= Stated problem =
Each record below should appear again exactly as written.

= Data lines =

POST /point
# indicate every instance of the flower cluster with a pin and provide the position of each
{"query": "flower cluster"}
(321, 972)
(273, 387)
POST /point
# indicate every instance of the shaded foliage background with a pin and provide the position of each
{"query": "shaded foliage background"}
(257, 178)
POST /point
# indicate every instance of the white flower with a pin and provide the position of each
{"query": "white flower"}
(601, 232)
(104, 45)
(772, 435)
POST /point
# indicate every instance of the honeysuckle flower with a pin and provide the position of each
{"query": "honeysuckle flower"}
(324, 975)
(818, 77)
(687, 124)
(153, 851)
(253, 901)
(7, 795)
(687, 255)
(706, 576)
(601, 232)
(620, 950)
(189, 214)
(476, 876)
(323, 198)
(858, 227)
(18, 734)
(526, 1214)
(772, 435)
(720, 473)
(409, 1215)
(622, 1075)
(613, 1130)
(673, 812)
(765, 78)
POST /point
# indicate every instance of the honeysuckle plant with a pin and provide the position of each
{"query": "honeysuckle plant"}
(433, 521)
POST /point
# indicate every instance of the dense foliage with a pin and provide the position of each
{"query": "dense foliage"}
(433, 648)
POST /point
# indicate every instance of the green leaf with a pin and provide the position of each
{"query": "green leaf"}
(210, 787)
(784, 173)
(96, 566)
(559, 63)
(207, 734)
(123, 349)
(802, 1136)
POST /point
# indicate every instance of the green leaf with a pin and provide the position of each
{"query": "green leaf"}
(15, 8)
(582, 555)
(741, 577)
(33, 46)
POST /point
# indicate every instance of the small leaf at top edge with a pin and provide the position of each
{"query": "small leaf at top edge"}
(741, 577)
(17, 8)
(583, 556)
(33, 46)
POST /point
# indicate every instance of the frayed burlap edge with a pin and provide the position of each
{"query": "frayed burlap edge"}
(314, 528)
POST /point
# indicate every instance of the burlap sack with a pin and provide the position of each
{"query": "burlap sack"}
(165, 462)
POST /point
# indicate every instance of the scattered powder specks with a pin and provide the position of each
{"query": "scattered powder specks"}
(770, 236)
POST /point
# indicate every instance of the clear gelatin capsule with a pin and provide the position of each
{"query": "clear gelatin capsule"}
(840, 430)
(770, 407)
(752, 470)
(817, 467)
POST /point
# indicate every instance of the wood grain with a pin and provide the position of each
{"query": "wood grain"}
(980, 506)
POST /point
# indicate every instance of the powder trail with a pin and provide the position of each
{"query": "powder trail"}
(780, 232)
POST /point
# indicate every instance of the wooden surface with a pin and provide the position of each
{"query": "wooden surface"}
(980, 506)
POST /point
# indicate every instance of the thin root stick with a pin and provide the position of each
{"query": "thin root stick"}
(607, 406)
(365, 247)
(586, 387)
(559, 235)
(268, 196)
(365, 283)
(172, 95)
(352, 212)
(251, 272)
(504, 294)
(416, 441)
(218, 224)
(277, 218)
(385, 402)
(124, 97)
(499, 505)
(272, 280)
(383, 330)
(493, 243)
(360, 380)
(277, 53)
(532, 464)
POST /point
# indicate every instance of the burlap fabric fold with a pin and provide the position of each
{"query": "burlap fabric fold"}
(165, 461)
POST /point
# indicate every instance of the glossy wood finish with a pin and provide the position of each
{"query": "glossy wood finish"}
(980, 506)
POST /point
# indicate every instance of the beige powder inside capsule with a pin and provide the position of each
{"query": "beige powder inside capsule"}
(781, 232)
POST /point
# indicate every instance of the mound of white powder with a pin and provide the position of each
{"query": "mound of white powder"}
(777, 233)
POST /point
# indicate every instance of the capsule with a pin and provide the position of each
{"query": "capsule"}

= Task solution =
POST /point
# indicate every instance of the flower cluster with a pin and provide the position of each
{"query": "flower cluster"}
(321, 972)
(273, 387)
POST /point
# indicate every instance of the shaded foliage background with a pin and provide the position of each
{"query": "shaded foliage background"}
(257, 178)
POST /point
# indicate every instance of the white flower with a pin and provide the position of each
{"query": "white flower"}
(601, 232)
(104, 45)
(772, 435)
POST /point
# indicate every instance of the honeysuckle flower with a pin and provide the position of each
{"query": "honeysuckle flower"}
(324, 975)
(818, 77)
(687, 124)
(153, 851)
(253, 901)
(7, 795)
(687, 255)
(706, 576)
(601, 232)
(620, 950)
(189, 214)
(476, 876)
(323, 198)
(858, 227)
(18, 734)
(526, 1214)
(772, 435)
(720, 473)
(409, 1215)
(622, 1075)
(613, 1130)
(673, 812)
(765, 78)
POST /point
# indicate every instance of the honeysuckle plant with a pin and provide the position of each
{"query": "honeysuckle plant"}
(433, 521)
POST /point
# indicate every instance of the dense foliage with a pin and provide the position of each
{"query": "dense foliage"}
(433, 648)
POST /point
# indicate every instance of the green leaf with a pin and provide the position of each
{"query": "green leaf"}
(210, 787)
(784, 173)
(96, 566)
(559, 63)
(207, 734)
(123, 349)
(802, 1136)
POST /point
# indicate every instance of the green leaf with a pin and provide the position of each
{"query": "green leaf"}
(15, 8)
(582, 555)
(741, 577)
(33, 46)
POST /point
# indicate every instance of the small leaf at top edge with a pin and provide the position of each
{"query": "small leaf at top edge"}
(741, 577)
(17, 8)
(583, 556)
(33, 46)
POST /point
# indicate every instance of the frayed burlap edge with a pin and provide the position of each
{"query": "frayed burlap edge"}
(314, 528)
POST /point
# indicate every instance of the burlap sack with a pin and provide the position of each
{"query": "burlap sack"}
(165, 462)
POST /point
# indicate every instance of the scattered powder specks with a pin and provide the position of each
{"query": "scattered powder specks"}
(770, 236)
POST /point
# indicate every instance of the clear gelatin capsule with a pin and provide the position of each
{"query": "clear gelatin capsule"}
(840, 430)
(770, 407)
(752, 470)
(817, 467)
POST /point
# indicate every instance of the wood grain with a pin and provide the position of each
{"query": "wood grain"}
(980, 506)
POST /point
# indicate every instance of the powder trail with a pin and provide the position of each
{"query": "powder trail"}
(780, 232)
POST /point
# indicate every instance of the wooden surface with a pin and provide the position of each
{"query": "wooden surface"}
(980, 506)
POST /point
# indicate every instance of the thin root stick with a pin and provide the position of each
{"query": "thin root stick"}
(607, 406)
(365, 247)
(586, 387)
(559, 235)
(268, 196)
(365, 283)
(172, 95)
(352, 212)
(251, 272)
(504, 294)
(416, 441)
(218, 224)
(277, 218)
(385, 402)
(124, 97)
(499, 505)
(272, 280)
(383, 330)
(493, 243)
(360, 380)
(277, 53)
(532, 464)
POST /point
# indicate every instance of the burlap fabric fold with a pin and provide the position of each
{"query": "burlap fabric fold"}
(165, 461)
POST /point
# indicate every instance of the glossy wood finish with a pin and provide the position of each
{"query": "glossy wood finish"}
(980, 506)
POST /point
# indicate every instance of the beige powder inside capsule with a pin and provide the position of each
{"query": "beige powder inside capsule"}
(781, 232)
POST /point
# indicate every instance of the mound of white powder with a pin and provide the position of each
{"query": "mound of white powder"}
(777, 233)
POST /point
# indicate every instance of the capsule with a pin and provide the position of each
{"query": "capsule"}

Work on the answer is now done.